[Named-object pointing records]
------------------------------------------------------------

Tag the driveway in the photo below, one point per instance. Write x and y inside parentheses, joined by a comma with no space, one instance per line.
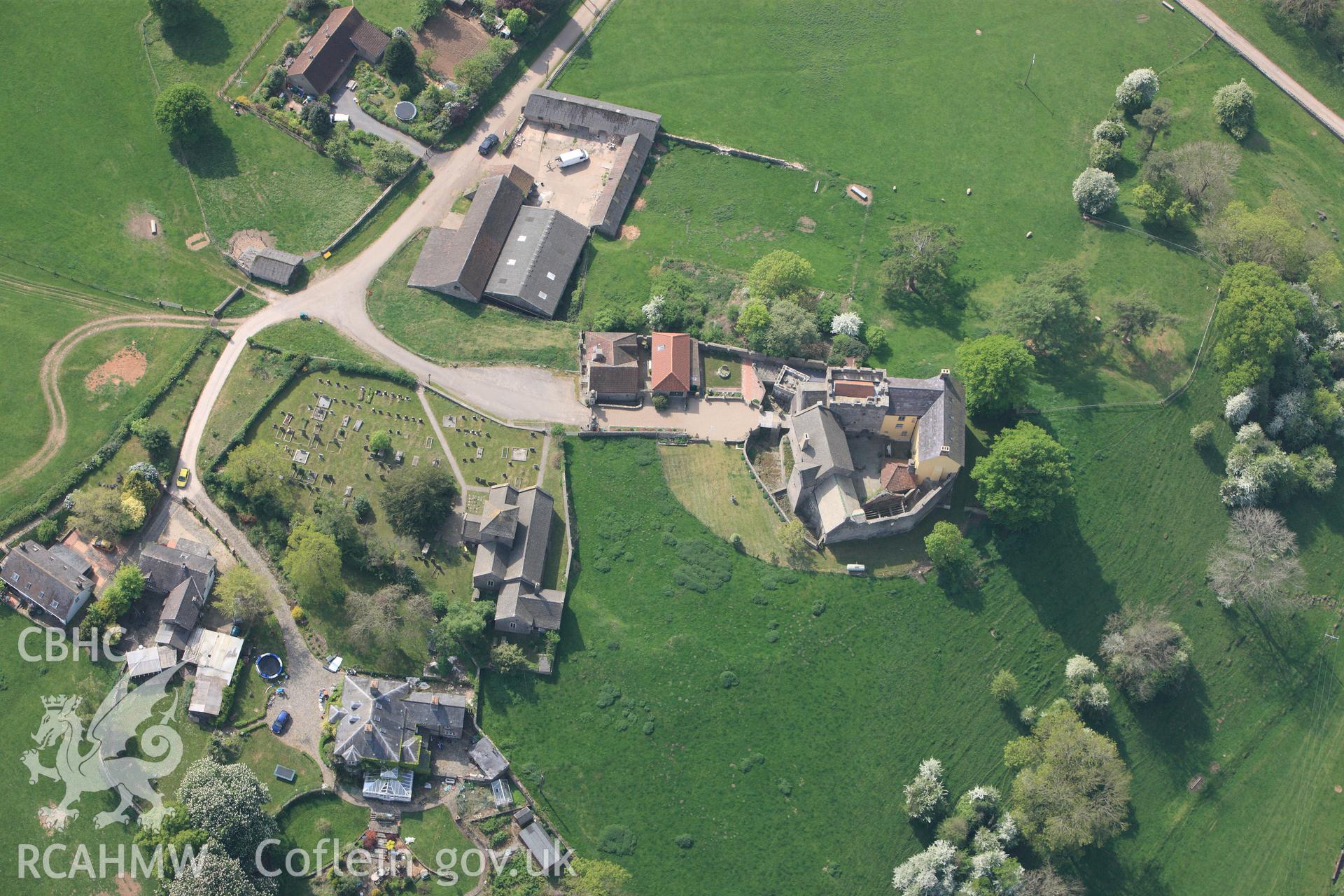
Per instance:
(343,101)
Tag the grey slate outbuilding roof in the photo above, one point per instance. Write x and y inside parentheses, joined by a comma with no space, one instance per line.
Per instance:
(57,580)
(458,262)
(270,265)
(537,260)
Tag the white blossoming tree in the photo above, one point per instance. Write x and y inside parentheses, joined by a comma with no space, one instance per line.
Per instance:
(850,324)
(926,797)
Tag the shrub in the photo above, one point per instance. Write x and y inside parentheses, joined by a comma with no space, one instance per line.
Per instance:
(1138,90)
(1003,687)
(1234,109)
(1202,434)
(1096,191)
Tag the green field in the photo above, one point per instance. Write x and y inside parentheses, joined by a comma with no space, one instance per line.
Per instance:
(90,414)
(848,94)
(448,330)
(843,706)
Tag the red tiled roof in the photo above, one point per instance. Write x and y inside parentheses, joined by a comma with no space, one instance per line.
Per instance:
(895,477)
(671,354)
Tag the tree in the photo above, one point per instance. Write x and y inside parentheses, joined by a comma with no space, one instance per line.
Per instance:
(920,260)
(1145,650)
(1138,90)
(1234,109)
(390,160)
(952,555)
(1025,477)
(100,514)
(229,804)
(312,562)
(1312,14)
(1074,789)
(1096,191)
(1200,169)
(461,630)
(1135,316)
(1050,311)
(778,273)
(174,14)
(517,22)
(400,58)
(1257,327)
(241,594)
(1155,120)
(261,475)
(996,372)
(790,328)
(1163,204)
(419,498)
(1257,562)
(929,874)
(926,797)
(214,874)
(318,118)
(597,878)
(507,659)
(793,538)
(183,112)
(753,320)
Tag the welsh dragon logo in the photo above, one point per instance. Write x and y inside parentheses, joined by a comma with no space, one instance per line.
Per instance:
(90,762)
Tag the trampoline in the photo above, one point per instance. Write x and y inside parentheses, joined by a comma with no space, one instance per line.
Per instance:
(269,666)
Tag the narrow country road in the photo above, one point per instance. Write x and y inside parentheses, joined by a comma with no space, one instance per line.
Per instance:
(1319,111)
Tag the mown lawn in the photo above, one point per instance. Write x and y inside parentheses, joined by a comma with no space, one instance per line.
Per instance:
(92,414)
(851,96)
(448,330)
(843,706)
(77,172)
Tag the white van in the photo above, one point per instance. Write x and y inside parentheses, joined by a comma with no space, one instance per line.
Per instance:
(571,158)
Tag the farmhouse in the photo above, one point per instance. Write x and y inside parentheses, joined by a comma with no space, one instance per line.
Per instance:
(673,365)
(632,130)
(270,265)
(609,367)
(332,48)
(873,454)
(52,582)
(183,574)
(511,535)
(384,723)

------------------------------------------------------------

## Aim
Reproduce the entries verbatim, from the line containing "Tag the white van" through the final line of the entries, including both of those lines.

## Expected output
Tag the white van in the photo above, one point per instance. Write x and y inside parentheses, joined by a comma with no space, one instance per line.
Per instance:
(571,158)
Tag the farmhouse in the photo above, one point per instance. Write x and y inside parentheses, joined by a comma with no space, one instance per line.
Per instance:
(673,365)
(632,130)
(270,265)
(609,367)
(332,48)
(873,454)
(52,582)
(183,574)
(511,535)
(384,723)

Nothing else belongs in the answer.